(Data provided):
____
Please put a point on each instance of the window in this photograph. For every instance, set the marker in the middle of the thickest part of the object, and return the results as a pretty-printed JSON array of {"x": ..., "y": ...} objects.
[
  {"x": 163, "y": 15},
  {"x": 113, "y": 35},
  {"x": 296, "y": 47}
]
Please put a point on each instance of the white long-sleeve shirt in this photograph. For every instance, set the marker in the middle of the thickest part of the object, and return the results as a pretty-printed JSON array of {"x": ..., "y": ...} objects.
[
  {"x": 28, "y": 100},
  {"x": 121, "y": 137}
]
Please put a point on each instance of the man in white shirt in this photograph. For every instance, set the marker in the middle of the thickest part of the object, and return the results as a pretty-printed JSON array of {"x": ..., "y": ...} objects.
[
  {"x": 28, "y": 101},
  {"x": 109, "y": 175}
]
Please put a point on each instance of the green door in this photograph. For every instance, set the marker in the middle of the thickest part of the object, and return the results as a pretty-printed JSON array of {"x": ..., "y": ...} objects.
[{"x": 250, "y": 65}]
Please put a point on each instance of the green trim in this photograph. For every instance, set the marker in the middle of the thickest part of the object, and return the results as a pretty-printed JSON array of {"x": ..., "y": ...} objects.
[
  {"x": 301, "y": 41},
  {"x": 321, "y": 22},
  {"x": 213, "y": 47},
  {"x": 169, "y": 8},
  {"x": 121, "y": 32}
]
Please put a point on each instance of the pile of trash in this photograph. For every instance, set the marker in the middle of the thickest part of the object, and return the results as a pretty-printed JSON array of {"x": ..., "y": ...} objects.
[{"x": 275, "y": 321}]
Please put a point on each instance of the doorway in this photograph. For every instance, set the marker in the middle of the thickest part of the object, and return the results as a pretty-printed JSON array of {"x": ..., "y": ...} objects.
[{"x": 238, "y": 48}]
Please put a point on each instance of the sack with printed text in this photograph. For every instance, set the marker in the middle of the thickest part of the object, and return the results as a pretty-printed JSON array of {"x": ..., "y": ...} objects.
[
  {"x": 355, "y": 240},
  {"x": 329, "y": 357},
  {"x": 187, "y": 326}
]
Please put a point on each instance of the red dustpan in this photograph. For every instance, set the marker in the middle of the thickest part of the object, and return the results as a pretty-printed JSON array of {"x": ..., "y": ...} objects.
____
(Task details):
All lines from the one containing "Please put a point on each instance of the doorway" through the end of the listing above are to be restated word for word, and no others.

(Output of the task):
Please put a point on each instance of the doorway in this photograph. For every instance, set the marker in the middle of the thickest part of the object, and return the results as a pretty-printed JSON array of {"x": ..., "y": ...} objects.
[{"x": 238, "y": 48}]
Please put a point on each instance of the sack with printed text in this photograph. For every instance, set the marker in the middle of the thickest part of the object, and return the results as a pretty-printed JSON array of {"x": ..., "y": ...} objects.
[
  {"x": 355, "y": 240},
  {"x": 329, "y": 357},
  {"x": 187, "y": 326}
]
Please put a point on each instance of the red dustpan in this photograph. For every instance, set the marker in the middle of the thickest part of the object, and return the results as a pretty-printed JSON array of {"x": ..., "y": ...} objects.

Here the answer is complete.